Burj el Burajneh, Lebanon's Women's Program Association leader Mariam Shaar wants to buy a food truck—not just for profit, but to support the Palestinian refugee women she works with. It all started in 2013, when Shaar asked Alfanar—the Arab region's first venture philanthropy organization—to provide her with funds for a catering unit. She explained that this venture would help the WPA generate its own income and build the women's confidence, all while allowing them to market tasty Palestinian food that reminds them of home. Alfanar decided to take a chance on this dedicated woman. They gave her start-up funds to form the Soufra (which means "feast" in Arabic) catering unit and offered her valuable business advice.
Within the first year of Soufra's opening, they recovered most of the business costs. As a result, the women behind this initiative were able to bring a dignified income home to their families, feel a sense of pride in their work, and they were able to have a voice in their community. As Soufra began to grow and succeed, they realized that catering was seasonal and their income wasn't steady. During a brainstorming session, they were inspired by the movie The Chef and decided the next logical and lucrative step in their business would be to buy a Soufra food truck. They even picked the perfect location near a major hospital that's always crowded with people. Even though this idea was controversial at first—since women in the refugee camp rarely leave it on their own—they were soon convinced this was the best decision for them and aimed to make this dream come true.

Stored dataset items
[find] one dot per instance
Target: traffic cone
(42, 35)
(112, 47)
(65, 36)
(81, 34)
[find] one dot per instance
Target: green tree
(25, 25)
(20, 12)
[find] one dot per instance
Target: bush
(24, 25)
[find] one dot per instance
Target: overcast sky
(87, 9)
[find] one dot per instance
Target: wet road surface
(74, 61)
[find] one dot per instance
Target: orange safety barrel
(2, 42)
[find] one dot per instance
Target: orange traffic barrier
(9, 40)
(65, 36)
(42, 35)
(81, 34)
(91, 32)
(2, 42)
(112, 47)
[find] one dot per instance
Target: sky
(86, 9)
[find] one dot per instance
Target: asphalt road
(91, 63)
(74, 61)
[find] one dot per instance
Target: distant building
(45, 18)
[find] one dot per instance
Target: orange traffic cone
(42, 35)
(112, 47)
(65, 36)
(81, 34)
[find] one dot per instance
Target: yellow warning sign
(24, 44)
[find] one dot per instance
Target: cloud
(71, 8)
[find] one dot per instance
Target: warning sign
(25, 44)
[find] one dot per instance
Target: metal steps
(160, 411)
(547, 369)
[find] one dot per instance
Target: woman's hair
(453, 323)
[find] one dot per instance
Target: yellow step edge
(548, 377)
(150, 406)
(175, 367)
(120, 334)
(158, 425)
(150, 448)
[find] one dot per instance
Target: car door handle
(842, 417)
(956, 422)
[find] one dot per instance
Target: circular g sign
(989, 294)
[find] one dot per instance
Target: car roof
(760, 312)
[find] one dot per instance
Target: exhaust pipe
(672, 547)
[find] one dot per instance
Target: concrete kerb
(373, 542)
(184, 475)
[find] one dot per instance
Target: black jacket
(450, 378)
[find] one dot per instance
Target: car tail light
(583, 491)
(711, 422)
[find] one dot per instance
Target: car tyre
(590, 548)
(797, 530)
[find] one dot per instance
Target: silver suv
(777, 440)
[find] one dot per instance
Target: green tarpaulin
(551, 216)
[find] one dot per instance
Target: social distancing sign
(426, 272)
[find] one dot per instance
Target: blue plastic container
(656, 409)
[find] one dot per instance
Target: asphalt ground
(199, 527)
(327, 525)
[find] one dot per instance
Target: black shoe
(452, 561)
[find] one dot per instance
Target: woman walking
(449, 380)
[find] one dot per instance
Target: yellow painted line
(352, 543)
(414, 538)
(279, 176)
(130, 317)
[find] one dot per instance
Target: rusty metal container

* [TASK REQUIREMENTS]:
A. Answer these questions about the Soufra passage:
(i) What does the word "Soufra" mean in Arabic?
(ii) Which movie inspired the idea of a food truck?
(iii) Where was the chosen location for the truck?
B. Turn the paragraph of the Soufra passage that begins "Within the first year of Soufra's opening" into a short bulleted list that keeps its main facts.
C. Carry on the Soufra passage, starting after its final sentence.

* [ANSWERS BELOW]:
A.
(i) "Feast."
(ii) The Chef.
(iii) Near a major hospital that's always crowded with people.

B.
- Soufra recovered most of its business costs within its first year.
- The women earned a dignified income for their families, took pride in their work and gained a voice in their community.
- As the business grew, they found that catering was seasonal and their income was unsteady.
- Inspired by the movie The Chef during a brainstorming session, they decided to buy a Soufra food truck.
- They chose a location near a major hospital that is always crowded.
- The idea was controversial at first, since women in the refugee camp rarely leave it alone, but they became convinced it was the best decision and set out to make it happen.

C.
To help these refugee women afford a food truck and achieve their goal of creating a "moving feast," Alfanar created a Kickstarter with a very important note: "This is not a charity case, these are business women. They need more business, and they need your help." As of today, Shaar and her team have met and exceeded their goal, but there's still about two days left in the funding campaign to help their business thrive in both a financial and social respect. As Alfanar states: "Today, Soufra isn’t just bringing refugee women an income – it is giving them a voice."